> **TEXT SEGMENT**
◇ ◇ ◇ ◇ ◇ ◇ ◇
Drug traffickers now routinely break up their loads into smaller quantities to avoid stiffer federal penalties, law enforcement authorities say.
Thomas O’Sullivan, the chief criminal deputy county attorney in Santa Cruz County, Ariz., said that county prosecutors had begun to decline federal agents’ case referrals out of necessity.
In neighboring Pima County, which includes Tucson, Barbara LaWall, the county attorney, said she continued to take on federal cases but did know how much longer she would be able to do so.
“We’re prosecuting Border Patrol cases, national park cases, customs cases, D.E.A. cases — any cases in which they have 499 pounds of marijuana or less, because I don’t want the drug dealers to have no consequences whatsoever,” Ms. LaWall said. “But the rock and the hard place is that my jurisdiction, as most others are, is experiencing some real financial downturns.”

Representative Zoe Lofgren, a California Democrat who is a frequent critic of Justice Department priorities, said that federal agents also complained often to her about delays in wiretap requests, a hallmark of the kind of complex investigations that used to be a mainstay of federal cases.
“They’ve pulled so many U.S. attorneys off drug crimes and organized crime caseloads that federal agents are trying to get help from local district attorneys because they can’t wait six weeks for a wiretap order,” Ms. Lofgren said. “By then it’s too late to catch the bad guys.”
Federal agents requested 457 wiretaps in 2007, a 14-year low. Meanwhile, state and local prosecutors requested 1,751 wiretaps, more than triple the number in 1993.
Some local prosecutors say they are glad to take on the kinds of challenging cases that federal prosecutors used to handle. Ms. LaWall boasted about a racketeering conspiracy she recently prosecuted involving millions of dollars in illegal methamphetamine sales in Arizona. But Damon Mosler, the San Diego district attorney’s narcotic division chief, said financial constraints often limited his office’s ability to do things, like assisting federal agents monitoring drug trafficking organizations.
◇ ◇ ◇ ◇ ◇ ◇ ◇
> **EXERCISE 1**
According to the passage on drug prosecutions, how many wiretaps did federal agents request in 2007?
> **EXERCISE 2**
Continue the passage on drug prosecutions from the point where it stops.

> **LISTED ENTRIES**
◇ ◇ ◇ ◇ ◇ ◇ ◇
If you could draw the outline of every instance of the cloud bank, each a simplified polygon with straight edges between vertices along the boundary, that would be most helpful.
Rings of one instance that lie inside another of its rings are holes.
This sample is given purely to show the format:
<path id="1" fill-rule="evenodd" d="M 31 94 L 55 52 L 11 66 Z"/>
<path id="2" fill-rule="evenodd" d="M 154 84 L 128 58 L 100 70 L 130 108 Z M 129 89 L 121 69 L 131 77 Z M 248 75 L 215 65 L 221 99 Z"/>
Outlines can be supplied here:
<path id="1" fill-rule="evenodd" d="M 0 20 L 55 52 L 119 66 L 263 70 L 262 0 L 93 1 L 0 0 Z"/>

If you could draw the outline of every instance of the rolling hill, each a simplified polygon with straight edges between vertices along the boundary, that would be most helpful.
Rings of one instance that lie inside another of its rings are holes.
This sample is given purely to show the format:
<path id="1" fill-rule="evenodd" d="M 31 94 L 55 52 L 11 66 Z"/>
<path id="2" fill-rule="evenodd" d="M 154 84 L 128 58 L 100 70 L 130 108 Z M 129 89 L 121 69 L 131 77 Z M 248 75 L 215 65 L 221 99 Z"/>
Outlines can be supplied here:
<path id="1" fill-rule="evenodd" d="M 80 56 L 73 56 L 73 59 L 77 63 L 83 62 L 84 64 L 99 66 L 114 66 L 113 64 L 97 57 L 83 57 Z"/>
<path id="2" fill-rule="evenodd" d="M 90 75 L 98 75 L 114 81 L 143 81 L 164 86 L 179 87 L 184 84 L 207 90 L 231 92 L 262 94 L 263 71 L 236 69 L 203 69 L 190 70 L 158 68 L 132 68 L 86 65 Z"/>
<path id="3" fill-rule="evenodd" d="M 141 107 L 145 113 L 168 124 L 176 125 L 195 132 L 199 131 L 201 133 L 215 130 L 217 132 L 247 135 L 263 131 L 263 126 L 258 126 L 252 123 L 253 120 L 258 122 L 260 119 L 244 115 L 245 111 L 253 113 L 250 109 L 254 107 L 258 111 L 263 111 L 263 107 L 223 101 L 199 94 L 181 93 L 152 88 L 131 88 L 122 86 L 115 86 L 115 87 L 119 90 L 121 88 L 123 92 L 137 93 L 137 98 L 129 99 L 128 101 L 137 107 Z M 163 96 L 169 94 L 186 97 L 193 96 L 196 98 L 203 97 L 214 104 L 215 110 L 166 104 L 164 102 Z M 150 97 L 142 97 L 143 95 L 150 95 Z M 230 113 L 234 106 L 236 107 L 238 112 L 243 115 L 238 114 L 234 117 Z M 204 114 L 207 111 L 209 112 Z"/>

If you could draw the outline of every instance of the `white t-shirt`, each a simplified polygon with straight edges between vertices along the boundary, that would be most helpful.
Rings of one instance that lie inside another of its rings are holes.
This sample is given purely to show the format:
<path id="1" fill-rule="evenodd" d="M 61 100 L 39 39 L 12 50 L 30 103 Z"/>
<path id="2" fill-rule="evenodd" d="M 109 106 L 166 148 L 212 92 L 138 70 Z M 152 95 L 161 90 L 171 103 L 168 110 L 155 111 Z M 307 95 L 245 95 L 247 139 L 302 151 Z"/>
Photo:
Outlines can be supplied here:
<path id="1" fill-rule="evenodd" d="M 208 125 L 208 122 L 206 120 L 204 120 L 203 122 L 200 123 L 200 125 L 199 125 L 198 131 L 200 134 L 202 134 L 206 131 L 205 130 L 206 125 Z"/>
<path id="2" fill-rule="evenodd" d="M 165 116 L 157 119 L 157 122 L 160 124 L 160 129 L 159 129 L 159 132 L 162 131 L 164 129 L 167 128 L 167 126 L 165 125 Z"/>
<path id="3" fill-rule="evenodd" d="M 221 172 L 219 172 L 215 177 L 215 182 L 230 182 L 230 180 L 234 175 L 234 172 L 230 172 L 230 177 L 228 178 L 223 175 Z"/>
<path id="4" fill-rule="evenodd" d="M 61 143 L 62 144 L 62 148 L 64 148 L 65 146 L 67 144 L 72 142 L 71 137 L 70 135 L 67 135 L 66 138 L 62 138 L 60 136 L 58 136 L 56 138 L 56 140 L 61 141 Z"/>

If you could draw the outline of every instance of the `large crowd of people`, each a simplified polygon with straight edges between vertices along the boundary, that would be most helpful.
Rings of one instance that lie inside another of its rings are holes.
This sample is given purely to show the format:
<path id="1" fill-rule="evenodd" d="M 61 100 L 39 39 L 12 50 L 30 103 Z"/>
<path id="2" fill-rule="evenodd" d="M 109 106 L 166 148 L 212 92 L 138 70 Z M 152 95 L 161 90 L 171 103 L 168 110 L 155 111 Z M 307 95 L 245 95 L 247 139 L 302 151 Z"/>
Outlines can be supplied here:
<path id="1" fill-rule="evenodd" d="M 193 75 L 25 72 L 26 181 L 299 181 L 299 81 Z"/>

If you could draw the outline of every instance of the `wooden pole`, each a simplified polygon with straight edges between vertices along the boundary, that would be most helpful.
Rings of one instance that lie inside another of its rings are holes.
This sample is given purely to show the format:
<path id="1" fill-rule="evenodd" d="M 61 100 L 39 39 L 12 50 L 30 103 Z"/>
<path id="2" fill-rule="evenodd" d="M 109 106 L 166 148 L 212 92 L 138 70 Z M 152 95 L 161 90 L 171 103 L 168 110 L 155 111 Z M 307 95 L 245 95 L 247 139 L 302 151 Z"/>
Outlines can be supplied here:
◇ ◇ ◇ ◇ ◇ ◇ ◇
> **WRITTEN ANSWER 1**
457, a 14-year low.

> **WRITTEN ANSWER 2**
“That sometimes means I can’t keep supporting those other jurisdictions,” Mr. Mosler said.
Mr. Goddard, the Arizona attorney general, said the impact of the Justice Department’s focus on immigration crime extended beyond the drug war.
“Where they used to be big players in environmental law, antitrust law, and consumer fraud — now the states are the ones taking on these kinds of cases,” Mr. Goddard said. “These used to be uniquely federal in nature because they are going after multistate institutions conducting cross-border schemes.”
Carol C. Lam, a former United States attorney for the Southern California District and now a deputy general counsel for Qualcomm, was ousted in 2007 after Justice Department officials said she did not prosecute enough illegal immigrants. Ms. Lam, who was involved in the corruption case of Randy Cunningham, a former California Republican congressman now serving federal prison time, said her philosophy led her to choose high-impact cases instead of cases that simply “drove the statistics.”
“If two-thirds of a U.S. attorney’s office is handling low-level narcotics and immigration crimes,” she said, “young prosecutors may not have the opportunity to learn how to do a wiretap case, or learn how to deal with the grand jury, or how to use money laundering statutes or flip witnesses or deal with informants and undercover investigations.”
“That’s not good law enforcement,” she said.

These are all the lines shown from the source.